Written exercise: Please copy out the lines that run from the start of the items through the line containing "ring_order: in each", including that line, and reproduce them unchanged.

Annotation records:

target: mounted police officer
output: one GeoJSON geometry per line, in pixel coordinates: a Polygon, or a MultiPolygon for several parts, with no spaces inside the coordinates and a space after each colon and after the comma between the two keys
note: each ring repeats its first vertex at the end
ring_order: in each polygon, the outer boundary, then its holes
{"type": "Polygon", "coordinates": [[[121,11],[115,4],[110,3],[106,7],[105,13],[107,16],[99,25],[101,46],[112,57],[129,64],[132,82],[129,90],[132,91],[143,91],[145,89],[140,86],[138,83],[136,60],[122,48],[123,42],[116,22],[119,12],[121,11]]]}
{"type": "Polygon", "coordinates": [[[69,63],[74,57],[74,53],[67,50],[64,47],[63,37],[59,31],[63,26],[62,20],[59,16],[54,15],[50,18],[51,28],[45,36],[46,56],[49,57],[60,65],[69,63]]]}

Exercise result:
target: mounted police officer
output: one GeoJSON geometry per line, in pixel coordinates: a Polygon, or a MultiPolygon for several parts, with no spaces inside the coordinates and a space after each colon and after the comma between the two keys
note: each ring repeats its first vertex at the end
ring_order: in each polygon, the outer boundary, then its holes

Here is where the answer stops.